Pull out each line below that contains the word "instance" and copy it without changes.

— begin MATERIALS PROVIDED —

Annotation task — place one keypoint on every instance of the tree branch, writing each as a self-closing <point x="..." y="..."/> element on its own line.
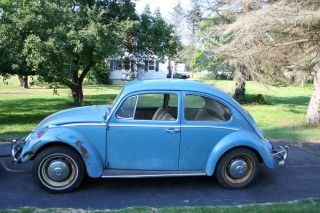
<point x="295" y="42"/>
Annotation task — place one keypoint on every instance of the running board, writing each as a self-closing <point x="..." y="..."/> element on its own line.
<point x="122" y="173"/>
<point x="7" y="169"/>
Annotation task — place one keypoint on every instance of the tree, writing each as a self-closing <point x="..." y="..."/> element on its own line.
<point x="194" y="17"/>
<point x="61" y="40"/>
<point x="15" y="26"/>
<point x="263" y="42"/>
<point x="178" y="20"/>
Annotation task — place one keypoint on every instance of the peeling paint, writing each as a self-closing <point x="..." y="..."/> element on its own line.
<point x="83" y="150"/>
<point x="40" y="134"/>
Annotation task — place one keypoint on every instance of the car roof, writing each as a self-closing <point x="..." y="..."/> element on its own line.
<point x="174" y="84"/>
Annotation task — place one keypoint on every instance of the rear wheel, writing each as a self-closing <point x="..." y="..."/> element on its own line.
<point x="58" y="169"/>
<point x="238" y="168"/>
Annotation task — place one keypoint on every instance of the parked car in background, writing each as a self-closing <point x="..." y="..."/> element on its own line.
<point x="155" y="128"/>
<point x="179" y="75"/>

— end MATERIALS PROVIDED —
— begin MATERIALS PROVIDED —

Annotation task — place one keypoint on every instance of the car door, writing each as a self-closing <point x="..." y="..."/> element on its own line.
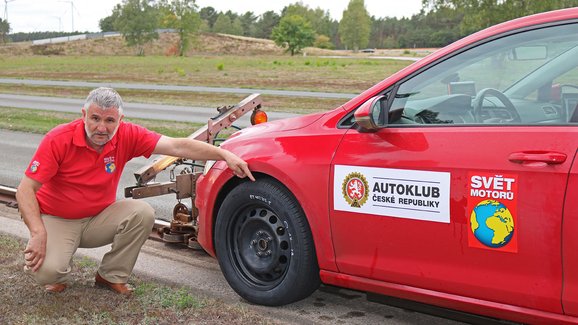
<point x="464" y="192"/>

— end MATERIALS PROVIDED —

#### [OUTPUT OF THE TASK]
Annotation task — place one keypoint on every instance of the tree branch, writing each as a self-closing <point x="..." y="..."/> element on its own line.
Annotation task — place one keypoint on every instance of the running board, writing each as a self-closing <point x="..." y="..."/> element on its own line.
Annotation task — place one keypoint on every instance of the tree, writing each as a self-closing <point x="..." y="..."/> element on its own line.
Annotation task — place one keypoint on every instance of the peeling paint, writing each as a self-closing <point x="..." y="..."/> element on its own line.
Annotation task — place one keypoint on every instance of the car roof, writing each as a self-closing <point x="..." y="..."/> element on its own line.
Annotation task — place one keypoint on every instance of the rear wheel, writing each as a self-closing <point x="..." y="..."/> element on its own line.
Annotation task — place one keypoint on every instance of the parked car in background, writing each as a self-closing <point x="..." y="..."/> element on its own line.
Annotation task — place one keypoint on every instance of the car door, writing each as a self-closing <point x="..." y="..."/> element on its own line.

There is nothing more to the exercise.